[WHAT YOU SHOULD DO]: From the data that follows, print exactly the lines starting at the one containing "Mark every instance of the wooden" and ending at the one containing "Mark every instance of the shadow"; include both of them and nothing more.

[DATASET EXTRACT]:

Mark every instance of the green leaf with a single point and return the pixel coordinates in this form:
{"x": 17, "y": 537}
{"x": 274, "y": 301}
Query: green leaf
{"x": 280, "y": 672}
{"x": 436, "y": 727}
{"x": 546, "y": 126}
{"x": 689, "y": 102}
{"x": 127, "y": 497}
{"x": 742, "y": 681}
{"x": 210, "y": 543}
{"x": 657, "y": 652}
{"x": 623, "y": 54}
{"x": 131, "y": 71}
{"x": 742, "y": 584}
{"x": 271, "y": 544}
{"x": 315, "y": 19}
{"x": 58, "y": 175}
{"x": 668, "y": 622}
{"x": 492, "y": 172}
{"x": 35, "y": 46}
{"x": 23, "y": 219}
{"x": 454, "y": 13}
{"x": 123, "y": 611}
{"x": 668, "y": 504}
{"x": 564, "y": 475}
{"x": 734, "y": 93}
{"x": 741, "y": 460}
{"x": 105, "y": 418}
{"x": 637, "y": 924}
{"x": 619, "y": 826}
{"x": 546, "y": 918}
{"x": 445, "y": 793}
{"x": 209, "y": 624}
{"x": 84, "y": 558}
--
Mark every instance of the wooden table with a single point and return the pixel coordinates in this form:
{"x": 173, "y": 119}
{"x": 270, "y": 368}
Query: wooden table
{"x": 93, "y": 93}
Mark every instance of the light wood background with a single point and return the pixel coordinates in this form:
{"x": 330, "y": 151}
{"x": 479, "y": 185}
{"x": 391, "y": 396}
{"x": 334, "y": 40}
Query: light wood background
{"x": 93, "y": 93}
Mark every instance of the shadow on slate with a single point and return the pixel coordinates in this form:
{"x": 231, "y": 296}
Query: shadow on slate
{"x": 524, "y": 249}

[RESPONSE AREA]:
Mark every instance of the wooden table with a single point and return the pixel coordinates in this form:
{"x": 173, "y": 119}
{"x": 270, "y": 368}
Query: wooden table
{"x": 93, "y": 93}
Mark every instance of the light wood background with a single point and return the pixel coordinates in this form:
{"x": 330, "y": 151}
{"x": 479, "y": 185}
{"x": 391, "y": 396}
{"x": 334, "y": 40}
Query: light wood background
{"x": 93, "y": 93}
Mark every instance of the shadow on slate with a single point and return the pixel coordinates in this form:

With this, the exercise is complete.